Excerpts of pointing data:
-.-.-
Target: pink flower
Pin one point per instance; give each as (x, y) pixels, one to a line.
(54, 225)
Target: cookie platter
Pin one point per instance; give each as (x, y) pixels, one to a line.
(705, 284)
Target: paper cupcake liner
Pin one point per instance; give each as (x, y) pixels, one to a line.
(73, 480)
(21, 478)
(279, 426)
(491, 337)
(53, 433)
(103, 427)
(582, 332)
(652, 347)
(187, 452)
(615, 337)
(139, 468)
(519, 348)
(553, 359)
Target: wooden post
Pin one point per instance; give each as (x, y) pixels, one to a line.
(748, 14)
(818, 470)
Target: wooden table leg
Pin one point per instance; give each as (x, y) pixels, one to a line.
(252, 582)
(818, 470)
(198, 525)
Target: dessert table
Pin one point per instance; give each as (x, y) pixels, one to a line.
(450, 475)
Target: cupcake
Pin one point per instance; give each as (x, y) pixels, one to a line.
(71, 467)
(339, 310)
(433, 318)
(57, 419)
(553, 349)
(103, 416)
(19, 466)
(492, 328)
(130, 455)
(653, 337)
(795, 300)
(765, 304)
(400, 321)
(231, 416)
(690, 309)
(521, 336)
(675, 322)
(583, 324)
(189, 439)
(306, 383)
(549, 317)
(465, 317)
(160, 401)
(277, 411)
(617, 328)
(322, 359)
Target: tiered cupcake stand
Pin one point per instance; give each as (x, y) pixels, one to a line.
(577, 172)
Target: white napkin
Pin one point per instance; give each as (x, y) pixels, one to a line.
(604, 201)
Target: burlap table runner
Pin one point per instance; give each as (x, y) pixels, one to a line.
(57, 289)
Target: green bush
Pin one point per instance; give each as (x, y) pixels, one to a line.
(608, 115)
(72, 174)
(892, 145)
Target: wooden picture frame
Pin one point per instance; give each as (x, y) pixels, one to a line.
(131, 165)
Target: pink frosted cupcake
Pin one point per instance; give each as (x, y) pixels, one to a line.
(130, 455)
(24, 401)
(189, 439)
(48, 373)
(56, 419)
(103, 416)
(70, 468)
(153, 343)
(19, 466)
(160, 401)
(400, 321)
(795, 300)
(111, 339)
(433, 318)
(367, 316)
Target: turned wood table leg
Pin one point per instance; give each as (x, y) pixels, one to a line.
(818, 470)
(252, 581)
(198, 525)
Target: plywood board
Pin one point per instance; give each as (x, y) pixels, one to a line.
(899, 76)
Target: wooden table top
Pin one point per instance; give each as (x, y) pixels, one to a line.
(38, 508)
-.-.-
— What you should do —
Rewrite all of the lines above, changing every "cupcake" to "muffin" and leaving everything else untouched.

— Expected answer —
Target: pink flower
Pin one point per instance; give each as (x, y) pixels, one to a line.
(54, 225)
Target: cookie platter
Pin one point per instance; give each as (x, y) pixels, one to a line.
(705, 284)
Target: paper muffin liner
Pin one point per instance; give each as (x, y) pixels, one to a line.
(73, 480)
(21, 478)
(279, 426)
(491, 337)
(53, 433)
(103, 427)
(582, 332)
(652, 347)
(187, 452)
(615, 337)
(139, 468)
(519, 348)
(553, 359)
Target: wooden post
Pin one point per instance; give each as (x, y) pixels, one to a line.
(748, 14)
(818, 470)
Target: wooden table leg
Pin one point per instance; give each as (x, y) pixels, one to a line.
(252, 582)
(818, 470)
(198, 525)
Target: dessert table
Pin one point per instance; give each as (x, y) pixels, one to a line.
(450, 475)
Target: muffin
Pin one point per instance; give each as (x, y) pixels, one to a line.
(71, 467)
(339, 310)
(433, 318)
(57, 419)
(553, 349)
(103, 416)
(19, 466)
(492, 328)
(130, 455)
(653, 337)
(795, 300)
(765, 304)
(400, 321)
(231, 416)
(690, 309)
(521, 336)
(675, 322)
(583, 324)
(189, 439)
(306, 383)
(549, 317)
(465, 317)
(160, 401)
(277, 411)
(617, 328)
(322, 359)
Target: tiered muffin stand
Pin one point per instance; give each as (x, y) pixels, one to a line.
(577, 172)
Target: white napkin
Pin one point per instance; give each as (x, y) pixels, one to a line.
(604, 201)
Target: burlap table runner
Pin one point per instance; give each as (x, y) pixels, one to a line.
(57, 289)
Target: green bush
Pin one point per instance; give each as (x, y) pixels, one to a line.
(608, 115)
(72, 174)
(892, 145)
Target: wooden picture frame
Pin one point per instance; give each as (x, y) pixels, one to a line.
(131, 165)
Target: pink frosted muffin
Pin one point per instance; give each as (x, y) pixels, one to a line.
(130, 455)
(24, 401)
(189, 439)
(48, 373)
(56, 419)
(103, 416)
(70, 468)
(153, 343)
(19, 466)
(160, 401)
(400, 321)
(795, 300)
(111, 339)
(433, 318)
(367, 316)
Target: turned wood table leg
Pin one point per instance; give each as (x, y) pixels, one to a line.
(818, 470)
(252, 581)
(198, 525)
Target: plywood board
Pin one point per instance; give each as (x, y) pixels, one to a line.
(899, 76)
Target: wooden table top
Pin one point per instance; give each as (x, y) pixels, one to a line.
(38, 508)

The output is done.